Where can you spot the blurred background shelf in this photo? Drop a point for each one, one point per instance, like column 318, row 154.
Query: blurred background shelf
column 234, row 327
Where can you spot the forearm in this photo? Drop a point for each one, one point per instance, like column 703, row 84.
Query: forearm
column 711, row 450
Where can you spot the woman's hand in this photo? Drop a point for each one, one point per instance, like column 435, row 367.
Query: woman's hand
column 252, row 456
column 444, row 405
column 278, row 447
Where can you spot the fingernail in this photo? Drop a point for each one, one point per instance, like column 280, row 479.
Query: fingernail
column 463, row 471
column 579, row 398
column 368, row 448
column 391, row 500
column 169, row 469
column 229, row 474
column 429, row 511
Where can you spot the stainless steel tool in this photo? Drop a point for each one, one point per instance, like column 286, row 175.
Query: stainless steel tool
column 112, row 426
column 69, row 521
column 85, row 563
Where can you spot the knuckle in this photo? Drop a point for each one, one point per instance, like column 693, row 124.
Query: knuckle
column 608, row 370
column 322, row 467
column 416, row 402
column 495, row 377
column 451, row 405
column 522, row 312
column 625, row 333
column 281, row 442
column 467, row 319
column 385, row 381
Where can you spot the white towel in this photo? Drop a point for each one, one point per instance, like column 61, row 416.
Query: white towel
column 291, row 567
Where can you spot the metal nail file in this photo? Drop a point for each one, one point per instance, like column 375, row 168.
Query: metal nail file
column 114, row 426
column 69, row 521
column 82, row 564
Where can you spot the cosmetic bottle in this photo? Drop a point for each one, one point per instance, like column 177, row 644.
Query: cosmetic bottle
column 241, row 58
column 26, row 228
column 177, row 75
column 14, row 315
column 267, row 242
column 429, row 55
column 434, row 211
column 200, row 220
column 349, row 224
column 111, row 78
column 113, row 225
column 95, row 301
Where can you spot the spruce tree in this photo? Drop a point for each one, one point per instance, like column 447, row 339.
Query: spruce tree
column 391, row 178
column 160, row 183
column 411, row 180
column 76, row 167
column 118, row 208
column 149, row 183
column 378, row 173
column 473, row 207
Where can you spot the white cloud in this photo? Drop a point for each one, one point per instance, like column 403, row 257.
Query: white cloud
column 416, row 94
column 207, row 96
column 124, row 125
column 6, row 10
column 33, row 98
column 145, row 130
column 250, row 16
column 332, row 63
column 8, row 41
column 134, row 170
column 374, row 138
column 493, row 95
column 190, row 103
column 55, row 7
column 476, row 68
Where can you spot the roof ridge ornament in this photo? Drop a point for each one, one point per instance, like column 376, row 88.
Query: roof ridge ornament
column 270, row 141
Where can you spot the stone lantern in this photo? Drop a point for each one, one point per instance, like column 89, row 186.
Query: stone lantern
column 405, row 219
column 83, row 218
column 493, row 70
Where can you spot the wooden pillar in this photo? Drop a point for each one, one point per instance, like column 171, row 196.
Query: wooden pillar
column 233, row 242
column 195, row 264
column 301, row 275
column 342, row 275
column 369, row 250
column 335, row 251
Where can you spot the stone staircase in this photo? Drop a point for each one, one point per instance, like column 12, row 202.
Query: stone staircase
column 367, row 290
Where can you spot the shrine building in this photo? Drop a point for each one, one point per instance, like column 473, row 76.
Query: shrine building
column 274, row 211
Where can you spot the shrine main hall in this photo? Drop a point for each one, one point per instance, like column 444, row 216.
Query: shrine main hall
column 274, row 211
----------
### THE PROBLEM
Transcribe the records above from the line holding "Where can you spot the spruce" down to the line holding "Where can you spot the white cloud", inclusive, without adding anything.

### REPLY TO THE EXERCISE
Where can you spot the spruce tree in this photo? Drop a point for each one, one point per instance, like column 447, row 339.
Query: spruce tree
column 391, row 178
column 160, row 183
column 411, row 180
column 76, row 167
column 118, row 208
column 149, row 183
column 378, row 173
column 473, row 207
Where can you spot the white cloud in this photo? Drop a point for each one, one point per instance, like column 403, row 257.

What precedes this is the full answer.